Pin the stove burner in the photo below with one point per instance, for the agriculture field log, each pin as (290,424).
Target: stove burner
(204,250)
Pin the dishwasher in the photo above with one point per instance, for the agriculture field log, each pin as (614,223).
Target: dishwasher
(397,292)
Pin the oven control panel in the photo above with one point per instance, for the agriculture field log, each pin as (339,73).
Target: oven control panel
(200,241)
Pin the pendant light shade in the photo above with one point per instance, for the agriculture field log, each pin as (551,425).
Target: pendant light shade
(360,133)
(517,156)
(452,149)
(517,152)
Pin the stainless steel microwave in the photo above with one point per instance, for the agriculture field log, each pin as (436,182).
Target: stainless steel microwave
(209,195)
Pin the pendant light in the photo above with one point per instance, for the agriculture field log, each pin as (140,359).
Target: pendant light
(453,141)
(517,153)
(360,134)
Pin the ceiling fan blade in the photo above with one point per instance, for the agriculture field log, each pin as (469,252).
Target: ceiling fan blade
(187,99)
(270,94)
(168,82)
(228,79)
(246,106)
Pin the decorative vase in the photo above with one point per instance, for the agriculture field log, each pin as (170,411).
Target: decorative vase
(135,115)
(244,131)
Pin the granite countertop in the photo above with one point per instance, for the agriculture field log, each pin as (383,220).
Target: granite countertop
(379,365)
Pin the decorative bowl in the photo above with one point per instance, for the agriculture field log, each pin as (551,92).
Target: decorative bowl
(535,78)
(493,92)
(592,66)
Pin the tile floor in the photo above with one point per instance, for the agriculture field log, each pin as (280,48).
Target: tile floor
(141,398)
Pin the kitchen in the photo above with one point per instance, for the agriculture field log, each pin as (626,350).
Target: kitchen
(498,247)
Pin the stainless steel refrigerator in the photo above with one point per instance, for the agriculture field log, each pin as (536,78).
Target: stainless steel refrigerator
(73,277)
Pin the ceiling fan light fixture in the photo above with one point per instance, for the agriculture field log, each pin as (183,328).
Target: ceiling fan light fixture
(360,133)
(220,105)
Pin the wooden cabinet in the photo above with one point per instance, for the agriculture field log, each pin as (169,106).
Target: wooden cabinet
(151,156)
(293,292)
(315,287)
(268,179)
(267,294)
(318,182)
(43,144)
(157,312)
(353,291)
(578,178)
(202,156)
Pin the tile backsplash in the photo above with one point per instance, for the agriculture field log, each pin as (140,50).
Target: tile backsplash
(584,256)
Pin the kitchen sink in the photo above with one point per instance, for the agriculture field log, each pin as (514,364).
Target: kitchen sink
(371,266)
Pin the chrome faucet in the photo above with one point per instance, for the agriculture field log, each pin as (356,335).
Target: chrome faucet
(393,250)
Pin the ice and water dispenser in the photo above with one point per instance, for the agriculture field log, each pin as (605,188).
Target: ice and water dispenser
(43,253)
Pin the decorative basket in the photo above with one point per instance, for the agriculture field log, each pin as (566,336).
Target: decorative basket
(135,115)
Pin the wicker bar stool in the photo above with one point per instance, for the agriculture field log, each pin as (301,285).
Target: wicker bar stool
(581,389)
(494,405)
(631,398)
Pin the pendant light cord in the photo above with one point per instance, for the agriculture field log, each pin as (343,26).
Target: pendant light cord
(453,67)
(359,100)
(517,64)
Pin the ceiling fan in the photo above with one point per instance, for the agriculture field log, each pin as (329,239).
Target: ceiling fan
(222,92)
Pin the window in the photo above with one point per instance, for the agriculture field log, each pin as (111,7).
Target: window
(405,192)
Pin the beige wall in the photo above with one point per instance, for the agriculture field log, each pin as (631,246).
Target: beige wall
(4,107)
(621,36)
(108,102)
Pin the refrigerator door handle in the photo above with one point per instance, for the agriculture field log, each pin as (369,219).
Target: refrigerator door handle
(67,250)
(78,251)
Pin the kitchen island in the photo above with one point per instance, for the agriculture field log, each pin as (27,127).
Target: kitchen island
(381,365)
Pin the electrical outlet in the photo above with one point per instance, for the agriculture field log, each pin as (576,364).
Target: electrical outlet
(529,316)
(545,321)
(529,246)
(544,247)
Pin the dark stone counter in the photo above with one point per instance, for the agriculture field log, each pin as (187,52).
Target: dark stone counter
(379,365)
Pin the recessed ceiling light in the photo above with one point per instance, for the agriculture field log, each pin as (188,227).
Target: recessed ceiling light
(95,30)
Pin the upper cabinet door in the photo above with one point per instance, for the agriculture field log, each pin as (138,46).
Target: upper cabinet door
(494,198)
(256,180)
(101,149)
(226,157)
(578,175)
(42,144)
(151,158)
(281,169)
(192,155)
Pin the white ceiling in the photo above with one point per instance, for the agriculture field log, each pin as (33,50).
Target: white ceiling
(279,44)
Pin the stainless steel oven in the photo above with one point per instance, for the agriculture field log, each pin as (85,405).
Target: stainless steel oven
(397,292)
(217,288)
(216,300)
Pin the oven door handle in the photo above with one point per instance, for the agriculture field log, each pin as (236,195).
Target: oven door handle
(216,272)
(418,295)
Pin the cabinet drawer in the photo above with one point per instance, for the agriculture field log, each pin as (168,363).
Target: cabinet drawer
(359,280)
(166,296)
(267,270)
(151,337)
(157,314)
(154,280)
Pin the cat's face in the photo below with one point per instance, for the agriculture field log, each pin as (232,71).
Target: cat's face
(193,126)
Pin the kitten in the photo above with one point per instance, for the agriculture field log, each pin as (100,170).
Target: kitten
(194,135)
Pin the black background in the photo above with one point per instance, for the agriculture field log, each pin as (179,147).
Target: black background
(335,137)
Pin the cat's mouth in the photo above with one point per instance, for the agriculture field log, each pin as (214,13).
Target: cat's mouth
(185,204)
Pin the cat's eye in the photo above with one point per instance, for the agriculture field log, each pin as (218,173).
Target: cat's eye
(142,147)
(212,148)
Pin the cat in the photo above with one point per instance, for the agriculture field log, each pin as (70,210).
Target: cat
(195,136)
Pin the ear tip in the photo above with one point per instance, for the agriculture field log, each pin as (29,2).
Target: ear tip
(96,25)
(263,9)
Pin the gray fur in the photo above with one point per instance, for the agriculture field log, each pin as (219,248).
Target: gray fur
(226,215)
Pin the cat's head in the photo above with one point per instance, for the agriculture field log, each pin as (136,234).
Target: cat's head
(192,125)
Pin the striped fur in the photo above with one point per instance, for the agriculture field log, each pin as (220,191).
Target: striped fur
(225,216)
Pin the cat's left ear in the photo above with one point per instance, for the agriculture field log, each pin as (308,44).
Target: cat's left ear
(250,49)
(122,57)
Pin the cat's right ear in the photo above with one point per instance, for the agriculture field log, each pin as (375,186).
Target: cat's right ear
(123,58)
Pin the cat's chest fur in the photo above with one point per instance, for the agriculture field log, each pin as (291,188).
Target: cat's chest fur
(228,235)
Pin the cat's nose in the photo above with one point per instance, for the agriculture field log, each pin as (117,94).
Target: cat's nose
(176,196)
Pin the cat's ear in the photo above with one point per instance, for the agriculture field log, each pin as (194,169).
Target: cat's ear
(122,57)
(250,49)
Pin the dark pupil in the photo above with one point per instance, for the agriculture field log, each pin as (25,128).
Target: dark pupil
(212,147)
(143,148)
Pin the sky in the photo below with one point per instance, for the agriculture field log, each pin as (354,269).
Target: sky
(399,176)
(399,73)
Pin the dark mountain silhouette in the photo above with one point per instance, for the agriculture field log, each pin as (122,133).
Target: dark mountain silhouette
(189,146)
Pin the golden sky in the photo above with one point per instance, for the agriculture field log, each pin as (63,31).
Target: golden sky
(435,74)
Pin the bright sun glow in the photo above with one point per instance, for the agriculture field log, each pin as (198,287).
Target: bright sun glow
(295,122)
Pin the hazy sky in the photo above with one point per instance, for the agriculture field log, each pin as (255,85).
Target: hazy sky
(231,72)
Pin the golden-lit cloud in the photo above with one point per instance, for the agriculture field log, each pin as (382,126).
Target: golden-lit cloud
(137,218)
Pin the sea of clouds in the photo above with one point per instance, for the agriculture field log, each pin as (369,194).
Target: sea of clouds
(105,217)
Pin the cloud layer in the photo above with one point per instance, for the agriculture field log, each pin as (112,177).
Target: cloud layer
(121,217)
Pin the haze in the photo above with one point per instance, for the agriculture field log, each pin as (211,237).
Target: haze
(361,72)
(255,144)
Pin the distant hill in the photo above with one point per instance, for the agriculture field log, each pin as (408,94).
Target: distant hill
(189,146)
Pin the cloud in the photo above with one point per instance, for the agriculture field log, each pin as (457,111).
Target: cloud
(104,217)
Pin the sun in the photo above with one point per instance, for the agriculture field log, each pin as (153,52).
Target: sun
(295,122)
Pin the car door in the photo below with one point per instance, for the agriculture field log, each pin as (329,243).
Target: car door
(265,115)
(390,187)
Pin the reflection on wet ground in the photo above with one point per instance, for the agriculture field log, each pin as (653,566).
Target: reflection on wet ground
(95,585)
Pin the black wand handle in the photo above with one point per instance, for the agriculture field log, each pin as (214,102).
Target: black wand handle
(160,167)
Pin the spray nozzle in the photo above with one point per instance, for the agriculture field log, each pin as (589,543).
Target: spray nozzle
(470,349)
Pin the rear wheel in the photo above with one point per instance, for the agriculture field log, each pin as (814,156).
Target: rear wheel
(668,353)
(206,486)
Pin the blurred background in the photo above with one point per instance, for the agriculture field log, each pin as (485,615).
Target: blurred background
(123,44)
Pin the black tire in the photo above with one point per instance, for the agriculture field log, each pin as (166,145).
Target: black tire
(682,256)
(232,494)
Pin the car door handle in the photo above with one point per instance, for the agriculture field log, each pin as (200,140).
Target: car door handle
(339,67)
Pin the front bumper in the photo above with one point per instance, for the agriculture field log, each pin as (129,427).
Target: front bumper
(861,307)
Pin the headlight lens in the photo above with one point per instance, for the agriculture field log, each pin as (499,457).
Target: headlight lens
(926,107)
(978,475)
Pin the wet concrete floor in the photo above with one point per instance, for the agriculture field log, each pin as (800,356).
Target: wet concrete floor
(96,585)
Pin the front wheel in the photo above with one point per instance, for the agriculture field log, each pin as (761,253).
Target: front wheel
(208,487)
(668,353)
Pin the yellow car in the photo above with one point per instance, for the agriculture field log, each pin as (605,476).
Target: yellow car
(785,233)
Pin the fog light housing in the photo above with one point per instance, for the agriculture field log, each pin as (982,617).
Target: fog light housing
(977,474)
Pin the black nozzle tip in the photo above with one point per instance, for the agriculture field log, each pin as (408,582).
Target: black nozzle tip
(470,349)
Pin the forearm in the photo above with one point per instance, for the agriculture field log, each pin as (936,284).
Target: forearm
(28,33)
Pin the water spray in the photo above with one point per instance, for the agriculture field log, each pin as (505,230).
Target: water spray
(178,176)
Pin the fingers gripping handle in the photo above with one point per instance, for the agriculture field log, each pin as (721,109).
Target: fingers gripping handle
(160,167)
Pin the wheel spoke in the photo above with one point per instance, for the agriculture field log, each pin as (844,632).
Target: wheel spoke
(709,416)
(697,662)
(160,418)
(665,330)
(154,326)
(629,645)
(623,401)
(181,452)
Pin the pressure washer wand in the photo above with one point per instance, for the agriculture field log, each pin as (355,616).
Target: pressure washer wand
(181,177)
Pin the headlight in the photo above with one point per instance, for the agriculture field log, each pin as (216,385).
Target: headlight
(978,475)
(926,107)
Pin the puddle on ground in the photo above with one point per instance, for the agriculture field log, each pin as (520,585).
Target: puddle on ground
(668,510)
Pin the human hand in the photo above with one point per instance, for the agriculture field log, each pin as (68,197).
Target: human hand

## Work item
Once the line with "Pin the kitchen in" is found in the records above, print exactly that line and every line after it through the line with "Pin the stainless steel refrigerator".

## Task output
Pin the kitchen in the photo above with one point per instance, for the agriculture field log, each pin as (626,350).
Target: kitchen
(498,247)
Pin the stainless steel refrigerator in the photo above with one point per instance, for the agriculture field log, each pin as (536,78).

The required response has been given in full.